--- Source records ---

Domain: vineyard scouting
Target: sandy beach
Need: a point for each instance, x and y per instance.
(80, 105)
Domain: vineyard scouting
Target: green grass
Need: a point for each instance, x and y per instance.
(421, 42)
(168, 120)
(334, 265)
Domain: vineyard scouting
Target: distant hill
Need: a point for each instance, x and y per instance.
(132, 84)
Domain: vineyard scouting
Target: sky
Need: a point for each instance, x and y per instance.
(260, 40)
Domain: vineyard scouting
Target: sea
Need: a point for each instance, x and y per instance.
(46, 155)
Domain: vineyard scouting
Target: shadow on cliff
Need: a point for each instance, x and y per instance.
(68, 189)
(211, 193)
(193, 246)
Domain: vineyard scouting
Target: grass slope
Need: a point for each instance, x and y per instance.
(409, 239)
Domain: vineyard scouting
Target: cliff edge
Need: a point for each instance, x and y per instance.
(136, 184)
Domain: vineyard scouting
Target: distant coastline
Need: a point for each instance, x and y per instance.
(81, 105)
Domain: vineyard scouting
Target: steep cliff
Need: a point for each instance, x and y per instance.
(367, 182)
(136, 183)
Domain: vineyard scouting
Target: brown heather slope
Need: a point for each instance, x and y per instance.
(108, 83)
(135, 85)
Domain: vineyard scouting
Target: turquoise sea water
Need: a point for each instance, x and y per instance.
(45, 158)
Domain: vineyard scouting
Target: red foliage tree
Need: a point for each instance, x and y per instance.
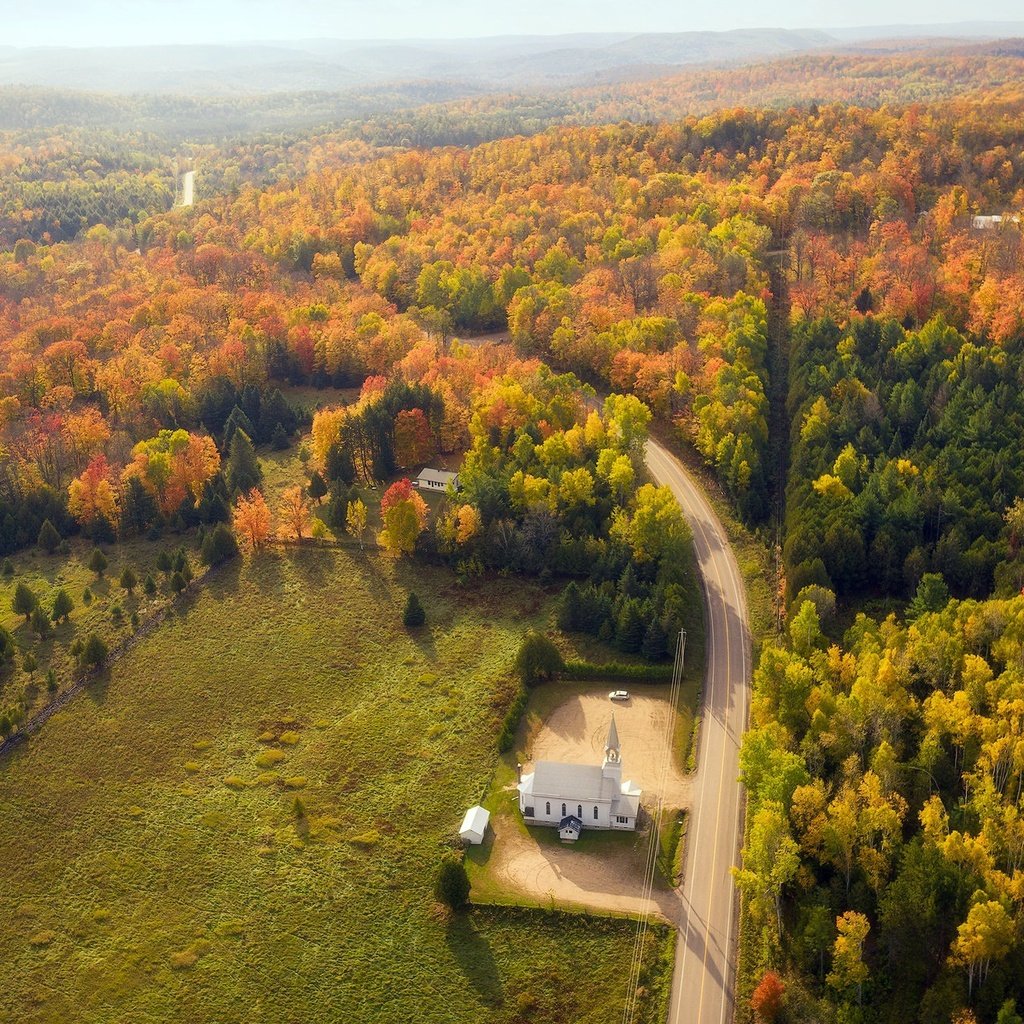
(767, 998)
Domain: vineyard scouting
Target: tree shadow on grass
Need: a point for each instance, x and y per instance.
(472, 952)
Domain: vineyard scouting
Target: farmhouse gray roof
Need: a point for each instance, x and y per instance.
(436, 476)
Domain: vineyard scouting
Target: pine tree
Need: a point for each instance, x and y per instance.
(62, 605)
(243, 467)
(279, 439)
(94, 651)
(452, 887)
(317, 486)
(24, 601)
(568, 609)
(631, 628)
(219, 546)
(414, 614)
(40, 622)
(653, 646)
(49, 539)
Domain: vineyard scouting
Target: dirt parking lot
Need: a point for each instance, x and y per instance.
(603, 870)
(577, 729)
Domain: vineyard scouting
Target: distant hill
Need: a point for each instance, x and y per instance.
(505, 61)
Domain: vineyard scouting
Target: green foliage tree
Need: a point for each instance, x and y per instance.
(24, 601)
(62, 605)
(49, 539)
(538, 659)
(128, 579)
(219, 546)
(414, 613)
(94, 651)
(243, 472)
(40, 622)
(452, 886)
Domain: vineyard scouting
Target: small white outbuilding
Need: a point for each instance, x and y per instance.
(474, 824)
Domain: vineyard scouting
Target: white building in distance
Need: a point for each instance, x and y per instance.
(594, 795)
(436, 479)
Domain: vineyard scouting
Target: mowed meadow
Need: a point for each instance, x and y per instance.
(155, 864)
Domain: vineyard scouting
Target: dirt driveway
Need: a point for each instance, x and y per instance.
(602, 870)
(576, 731)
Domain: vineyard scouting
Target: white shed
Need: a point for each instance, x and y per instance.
(474, 824)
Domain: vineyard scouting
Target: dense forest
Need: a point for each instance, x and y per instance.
(803, 294)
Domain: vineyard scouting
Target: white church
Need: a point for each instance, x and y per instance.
(571, 798)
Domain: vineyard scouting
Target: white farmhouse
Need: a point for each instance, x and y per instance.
(474, 825)
(436, 479)
(594, 795)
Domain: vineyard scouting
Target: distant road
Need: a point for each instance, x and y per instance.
(704, 984)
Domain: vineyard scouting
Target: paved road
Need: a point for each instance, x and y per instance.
(704, 985)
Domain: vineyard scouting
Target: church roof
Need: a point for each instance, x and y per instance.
(581, 782)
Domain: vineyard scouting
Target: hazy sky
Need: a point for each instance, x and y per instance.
(71, 23)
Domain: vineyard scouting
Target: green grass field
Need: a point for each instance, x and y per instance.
(154, 865)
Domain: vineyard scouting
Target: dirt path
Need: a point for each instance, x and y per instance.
(603, 870)
(576, 732)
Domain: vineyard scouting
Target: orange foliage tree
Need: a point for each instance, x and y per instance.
(251, 519)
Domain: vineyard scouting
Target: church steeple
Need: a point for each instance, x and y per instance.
(612, 764)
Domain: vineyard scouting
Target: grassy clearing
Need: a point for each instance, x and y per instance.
(46, 573)
(155, 863)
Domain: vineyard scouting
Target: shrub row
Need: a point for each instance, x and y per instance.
(615, 671)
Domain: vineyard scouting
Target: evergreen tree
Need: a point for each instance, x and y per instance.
(138, 508)
(317, 486)
(94, 651)
(653, 646)
(568, 609)
(49, 539)
(414, 614)
(236, 421)
(40, 622)
(279, 439)
(219, 546)
(101, 531)
(62, 605)
(214, 506)
(24, 601)
(243, 467)
(630, 628)
(452, 887)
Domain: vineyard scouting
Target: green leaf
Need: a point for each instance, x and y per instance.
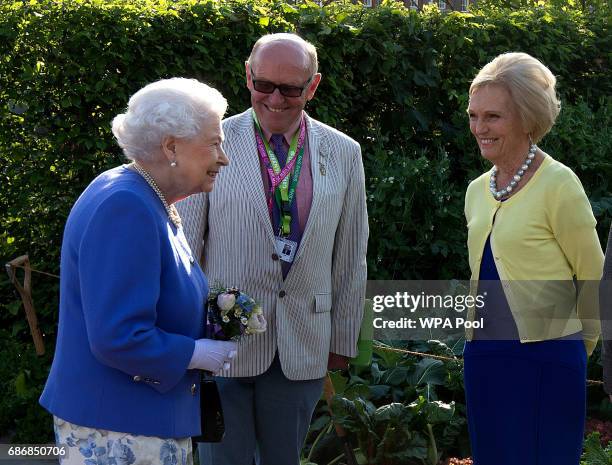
(20, 385)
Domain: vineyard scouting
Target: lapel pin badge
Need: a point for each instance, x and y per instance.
(322, 162)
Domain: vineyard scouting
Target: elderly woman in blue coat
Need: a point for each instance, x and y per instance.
(124, 384)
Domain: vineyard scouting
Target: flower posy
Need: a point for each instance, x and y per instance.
(232, 314)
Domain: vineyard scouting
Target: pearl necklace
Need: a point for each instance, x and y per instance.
(498, 195)
(170, 209)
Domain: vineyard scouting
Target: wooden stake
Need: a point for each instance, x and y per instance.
(25, 291)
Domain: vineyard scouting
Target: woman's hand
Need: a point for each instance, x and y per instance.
(213, 355)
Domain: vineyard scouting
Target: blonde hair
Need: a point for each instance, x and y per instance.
(311, 52)
(531, 86)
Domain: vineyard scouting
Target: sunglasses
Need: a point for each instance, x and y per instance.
(267, 87)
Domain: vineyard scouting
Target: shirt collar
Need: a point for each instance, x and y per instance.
(289, 134)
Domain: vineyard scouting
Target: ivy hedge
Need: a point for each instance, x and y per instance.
(395, 80)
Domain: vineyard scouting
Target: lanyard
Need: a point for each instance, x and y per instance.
(281, 188)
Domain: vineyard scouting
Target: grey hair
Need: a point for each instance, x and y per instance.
(532, 88)
(311, 52)
(170, 107)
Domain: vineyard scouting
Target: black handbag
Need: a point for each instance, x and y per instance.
(211, 412)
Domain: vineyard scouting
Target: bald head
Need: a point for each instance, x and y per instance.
(305, 52)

---

* _Problem description_:
Scan the data above for the string "tree" and copy each line where it appears.

* _Output_:
Target: red foliage tree
Target: tree shadow on grass
Target: pine tree
Target: green foliage tree
Target: orange foliage tree
Target: evergreen tree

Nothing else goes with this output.